Some body is eating our squash bugs…

Living in the Southeast US, one of the tragedies of organic gardening is that growing zucchini is very difficult. This year’s zucchini wars have been very successful – we have gotten some squash! We started squashing adult Anasa tristis, the squash bug, in late May. Finding A. tristis egg masses has been a very common thing in our garden, but it is very rare to find nymphs.

Coleomegilla maculata eating lepidopteran eggs and mating - Kelly Tindall photo.

Coleomegilla maculata eating lepidopteran eggs and mating – Kelly Tindall photo.

Our garden has had many Coleomegilla maculata adults and larvae – perhaps they are eating the A. tristis eggs?

Kelly found a wasp (Sphecidae?) eating Ceresa festina (same family, Hemiptera, as A. tristis) in the garden – perhaps this wasp has been cleaning up the A. tristis nymphs? Or perhaps the two predators are synergistic? Possibly there may be fungus that is taking out the A. tristis?

All I know for sure is I had zucchini for dinner and the garden is working right this year!

 

 

 

If you look close you can see the Ceresa festina prey in the wasp's clutches! Kelly Tindall photo.

If you look close you can see the Ceresa festina prey in the wasp’s clutches! Kelly Tindall photo.

The plight of the Monarch butterfly

Danaus plexippus, the monarch butterfly is an iconic North American migratory insect that has exacting requirements of the environment. I was discussing butterflies with my friends Milus and Wanda Wallace recently and Milus pointed out how few adult monarchs he has seen so far this year AND that he has seen zero monarch caterpillars on milkweeds (Asclepiadaceae). 2013 had the lowest population of overwintering monarchs ever recorded. An NPR news report blames this on herbicide tolerant GMO crops and drought creating a severe loss of habitat (milkweeds) in the midwest.

S,o for the past couple weeks, I have been examining every milkweed patch I come across. I have found no monarch caterpillars, pupae, or eggs – even though I am living someplace new this seems abnormal. However, I doubt NPR has the correct cause(s). While habitat loss has no doubt impacted the monarch just like it has impacted most wildlife, there are other insects that are milkweed specialists that I am finding on the milkweeds I have examined. Milkweeds and milkweed habitats have not become so rare in the landscape that Tetraopes tetropthalmus and Oncopeltus fasciatus are absent. Perhaps the loss of monarchs has more to do with the difficulties of long distance migration and overwintering than it does midwestern milkweeds and milkweed habitats.

Tetraopes tetraopthalmus on Asclepias syriaca in Obion County, TN June 2013

Tetraopes tetraopthalmus on Asclepias syriaca in Obion County, TN June 2013

Hopefully, this year I will find monarchs, it will make me sad if I do not. Even though I think NPR has it wrong, Kelly has planted a few species of milkweed seeds and we are in the process of giving our home a native plant make over. Consider spots in your yard where you can enjoy a small milkweed patch(es). There is no doubt that there is much less habitat today than in the past. Your small milkweed patch can make a difference for monarchs and also attract some very interesting creatures for you to

Oncopeltus fasciatus on Asclepias syriaca in Obion County, TN June 2013

Oncopeltus fasciatus on Asclepias syriaca in Obion County, TN June 2013

enjoy in your yard.

DATASET RECORDS ::
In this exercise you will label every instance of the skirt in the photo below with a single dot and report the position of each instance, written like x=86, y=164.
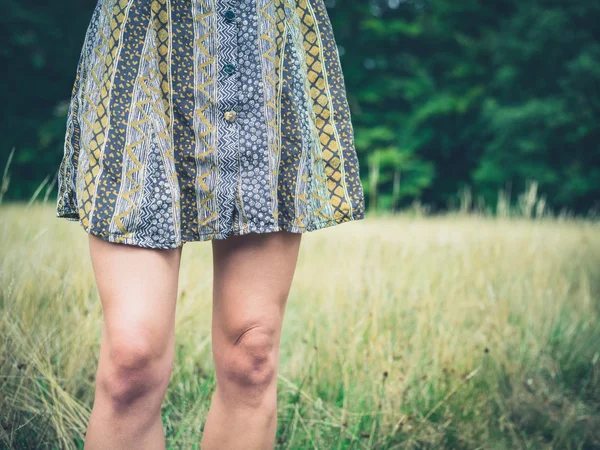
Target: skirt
x=193, y=120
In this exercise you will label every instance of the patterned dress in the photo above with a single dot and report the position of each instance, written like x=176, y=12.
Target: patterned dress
x=193, y=120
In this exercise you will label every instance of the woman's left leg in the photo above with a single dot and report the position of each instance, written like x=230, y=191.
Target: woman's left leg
x=252, y=276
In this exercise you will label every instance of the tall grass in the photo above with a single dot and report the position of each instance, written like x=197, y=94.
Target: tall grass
x=468, y=330
x=407, y=331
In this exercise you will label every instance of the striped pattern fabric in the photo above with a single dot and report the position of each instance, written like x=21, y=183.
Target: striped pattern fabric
x=193, y=120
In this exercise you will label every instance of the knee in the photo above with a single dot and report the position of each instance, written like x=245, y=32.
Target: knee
x=136, y=367
x=251, y=360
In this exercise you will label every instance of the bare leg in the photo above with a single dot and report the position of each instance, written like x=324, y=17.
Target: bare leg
x=252, y=278
x=138, y=290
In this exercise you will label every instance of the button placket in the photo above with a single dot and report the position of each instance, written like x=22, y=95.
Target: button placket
x=229, y=68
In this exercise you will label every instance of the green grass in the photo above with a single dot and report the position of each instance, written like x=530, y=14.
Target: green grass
x=457, y=331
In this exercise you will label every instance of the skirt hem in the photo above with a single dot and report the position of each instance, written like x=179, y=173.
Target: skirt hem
x=203, y=237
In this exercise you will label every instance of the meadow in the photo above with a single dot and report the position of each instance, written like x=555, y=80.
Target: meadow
x=407, y=331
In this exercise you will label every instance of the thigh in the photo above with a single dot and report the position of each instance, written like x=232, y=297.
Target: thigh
x=252, y=276
x=138, y=291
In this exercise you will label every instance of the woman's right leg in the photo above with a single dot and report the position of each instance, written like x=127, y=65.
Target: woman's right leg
x=138, y=291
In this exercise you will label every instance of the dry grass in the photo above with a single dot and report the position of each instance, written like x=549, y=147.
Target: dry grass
x=401, y=332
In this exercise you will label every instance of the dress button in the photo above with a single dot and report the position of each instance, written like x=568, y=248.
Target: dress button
x=229, y=15
x=229, y=68
x=230, y=116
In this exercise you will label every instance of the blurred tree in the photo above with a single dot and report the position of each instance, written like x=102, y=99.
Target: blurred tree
x=445, y=95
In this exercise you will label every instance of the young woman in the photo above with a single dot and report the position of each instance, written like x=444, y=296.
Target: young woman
x=196, y=120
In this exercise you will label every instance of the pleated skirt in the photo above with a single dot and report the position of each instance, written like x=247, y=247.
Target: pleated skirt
x=193, y=120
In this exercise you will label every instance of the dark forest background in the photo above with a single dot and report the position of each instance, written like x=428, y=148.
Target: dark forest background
x=446, y=96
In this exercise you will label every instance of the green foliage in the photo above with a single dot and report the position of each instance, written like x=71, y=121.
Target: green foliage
x=444, y=95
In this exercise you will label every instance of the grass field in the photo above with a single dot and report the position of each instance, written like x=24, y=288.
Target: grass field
x=453, y=332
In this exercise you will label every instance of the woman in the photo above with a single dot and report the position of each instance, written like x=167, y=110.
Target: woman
x=196, y=120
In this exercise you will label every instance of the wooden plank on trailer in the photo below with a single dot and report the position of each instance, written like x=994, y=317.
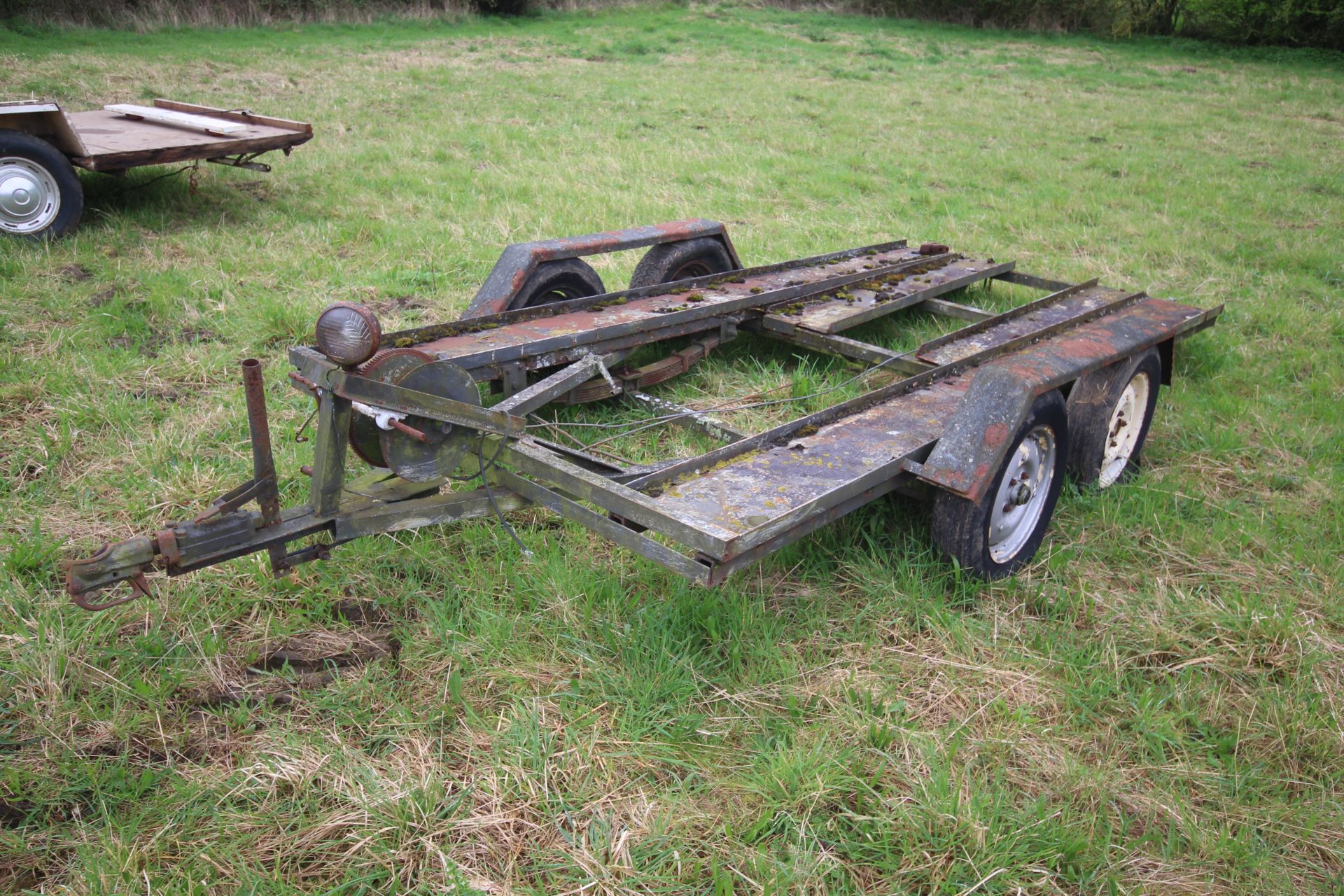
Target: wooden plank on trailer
x=235, y=115
x=178, y=118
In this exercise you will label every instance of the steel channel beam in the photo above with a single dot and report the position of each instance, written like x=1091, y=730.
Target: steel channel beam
x=436, y=407
x=536, y=461
x=414, y=514
x=933, y=290
x=836, y=346
x=1014, y=314
x=698, y=421
x=554, y=386
x=605, y=527
x=955, y=309
x=1035, y=282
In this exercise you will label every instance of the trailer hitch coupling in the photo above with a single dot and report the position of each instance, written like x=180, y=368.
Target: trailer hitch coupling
x=112, y=564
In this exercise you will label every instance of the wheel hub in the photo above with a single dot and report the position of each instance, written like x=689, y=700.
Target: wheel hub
x=1126, y=421
x=29, y=197
x=1022, y=495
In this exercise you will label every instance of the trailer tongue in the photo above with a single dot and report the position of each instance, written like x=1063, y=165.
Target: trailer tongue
x=980, y=416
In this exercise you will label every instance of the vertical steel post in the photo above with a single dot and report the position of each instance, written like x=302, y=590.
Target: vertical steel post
x=330, y=442
x=264, y=463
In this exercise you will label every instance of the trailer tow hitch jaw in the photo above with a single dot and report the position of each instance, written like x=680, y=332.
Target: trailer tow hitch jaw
x=112, y=564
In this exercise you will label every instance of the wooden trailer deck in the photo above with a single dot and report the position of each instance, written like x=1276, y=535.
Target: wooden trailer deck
x=112, y=141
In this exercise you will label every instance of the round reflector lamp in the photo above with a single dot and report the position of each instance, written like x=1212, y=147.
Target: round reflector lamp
x=349, y=333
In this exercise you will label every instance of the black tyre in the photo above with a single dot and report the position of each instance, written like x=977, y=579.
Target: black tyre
x=1109, y=414
x=558, y=282
x=999, y=533
x=668, y=262
x=39, y=192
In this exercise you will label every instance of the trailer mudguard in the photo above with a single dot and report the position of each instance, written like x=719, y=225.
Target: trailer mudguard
x=46, y=120
x=519, y=260
x=971, y=449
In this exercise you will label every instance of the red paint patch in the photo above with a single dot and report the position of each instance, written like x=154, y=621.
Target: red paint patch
x=995, y=435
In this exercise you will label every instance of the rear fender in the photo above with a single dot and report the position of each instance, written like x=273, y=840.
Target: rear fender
x=43, y=120
x=977, y=437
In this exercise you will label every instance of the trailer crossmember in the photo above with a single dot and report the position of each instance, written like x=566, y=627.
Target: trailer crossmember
x=977, y=421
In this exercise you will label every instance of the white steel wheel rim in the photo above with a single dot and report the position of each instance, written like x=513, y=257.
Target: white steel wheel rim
x=1022, y=495
x=30, y=199
x=1126, y=422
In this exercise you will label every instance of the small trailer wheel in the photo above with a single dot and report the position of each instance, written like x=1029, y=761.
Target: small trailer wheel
x=999, y=533
x=668, y=262
x=558, y=281
x=39, y=192
x=1109, y=414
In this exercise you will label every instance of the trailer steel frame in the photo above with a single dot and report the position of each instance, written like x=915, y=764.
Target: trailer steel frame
x=945, y=425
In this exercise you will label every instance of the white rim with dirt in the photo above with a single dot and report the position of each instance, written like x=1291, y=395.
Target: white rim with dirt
x=1126, y=424
x=1022, y=495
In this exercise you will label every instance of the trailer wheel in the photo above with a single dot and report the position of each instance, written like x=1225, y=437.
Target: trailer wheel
x=999, y=533
x=668, y=262
x=39, y=192
x=558, y=281
x=1109, y=414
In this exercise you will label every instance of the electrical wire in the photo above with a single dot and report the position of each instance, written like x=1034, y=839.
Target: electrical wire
x=638, y=426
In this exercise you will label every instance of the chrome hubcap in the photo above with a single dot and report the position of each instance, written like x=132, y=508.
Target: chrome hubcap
x=1126, y=421
x=29, y=197
x=1022, y=495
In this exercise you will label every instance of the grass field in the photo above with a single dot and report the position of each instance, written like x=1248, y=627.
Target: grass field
x=1152, y=707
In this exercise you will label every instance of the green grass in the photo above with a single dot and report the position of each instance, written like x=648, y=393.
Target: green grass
x=1154, y=706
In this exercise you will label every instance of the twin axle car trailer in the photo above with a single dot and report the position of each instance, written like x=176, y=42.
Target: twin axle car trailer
x=987, y=416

GOAL 1 ::
Reproduce the garden insect post from "Some body is" up to and including "- Kelly Tindall photo.".
GOAL 2 ::
From the records, give back the lines from the line containing "In this exercise you will label every instance of the dress" up to and including the line containing "x=445, y=95", reproduced exactly.

TASK RESULT 1 ::
Some body is eating our squash bugs…

Living in the Southeast US, one of the tragedies of organic gardening is that growing zucchini is very difficult. This year’s zucchini wars have been very successful – we have gotten some squash! We started squashing adult Anasa tristis, the squash bug, in late May. Finding A. tristis egg masses has been a very common thing in our garden, but it is very rare to find nymphs.

Coleomegilla maculata eating lepidopteran eggs and mating - Kelly Tindall photo.

TASK RESULT 2 ::
In this exercise you will label every instance of the dress button in the photo above with a single dot and report the position of each instance, written like x=568, y=248.
Target: dress button
x=229, y=15
x=229, y=68
x=230, y=116
In this exercise you will label every instance of the blurred tree in the photo above with a single dot and report the position of each instance, written like x=102, y=99.
Target: blurred tree
x=445, y=95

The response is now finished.